== What you have to do ==
Copy out the passage below on humility and honesty word for word, in full.

== Extract provided ==
For a long time I believed that part of being "humble" was denying what I believed to be true which, by definition, is lying. I thought that when someone complimented a piece I had written, although I believed it also to be well put together, I was to deny the fact and to say, "No, it really isn't that good." Or if someone said to me, "You are so smart" I thought the "humble" response was to say, "No, I'm pretty foolish actually," although most of the time I don't think myself to be a foolish person.
I have an idea that I am not the only person in this predicament. And, like me, I know that if you have found yourself in such a circumstance that your intentions were completely "honest" although you were lying. As Christians we understand that humility is a virtue we are to develop (cf. Philippians 2:3-8) in order to imitate Christ and to have His "mind" in us. But, as Christians, we also understand that we are to "speak every man truth with his neighbor" (Ephesians 4:25). How then are we to do both? It seems that in our lives these virtues, humility and honesty, are almost at odds one with another. Although it is possible, I'm afraid that being both honest and humble persons will prove harder than we had anticipated. But how is it possible to be both? I will defer to someone much wiser than I. The following excerpt is from The Screwtape Letters by C.S. Lewis.
In these letters, Screwtape, the Undersecretary to Satan himself, writes letters to his nephew, Wormwood, who is currently enrolled in Hell's College of Tempters. Screwtape advises Wormwood on how to overthrow the faith of his "patient."

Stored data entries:
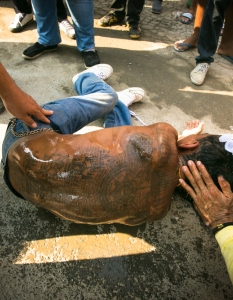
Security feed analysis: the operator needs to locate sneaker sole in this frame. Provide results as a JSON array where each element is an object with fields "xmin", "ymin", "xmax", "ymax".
[
  {"xmin": 22, "ymin": 47, "xmax": 57, "ymax": 60},
  {"xmin": 9, "ymin": 18, "xmax": 34, "ymax": 33},
  {"xmin": 98, "ymin": 20, "xmax": 124, "ymax": 27}
]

== Result of this task ==
For a long time I believed that part of being "humble" was denying what I believed to be true which, by definition, is lying. I thought that when someone complimented a piece I had written, although I believed it also to be well put together, I was to deny the fact and to say, "No, it really isn't that good." Or if someone said to me, "You are so smart" I thought the "humble" response was to say, "No, I'm pretty foolish actually," although most of the time I don't think myself to be a foolish person.
I have an idea that I am not the only person in this predicament. And, like me, I know that if you have found yourself in such a circumstance that your intentions were completely "honest" although you were lying. As Christians we understand that humility is a virtue we are to develop (cf. Philippians 2:3-8) in order to imitate Christ and to have His "mind" in us. But, as Christians, we also understand that we are to "speak every man truth with his neighbor" (Ephesians 4:25). How then are we to do both? It seems that in our lives these virtues, humility and honesty, are almost at odds one with another. Although it is possible, I'm afraid that being both honest and humble persons will prove harder than we had anticipated. But how is it possible to be both? I will defer to someone much wiser than I. The following excerpt is from The Screwtape Letters by C.S. Lewis.
In these letters, Screwtape, the Undersecretary to Satan himself, writes letters to his nephew, Wormwood, who is currently enrolled in Hell's College of Tempters. Screwtape advises Wormwood on how to overthrow the faith of his "patient."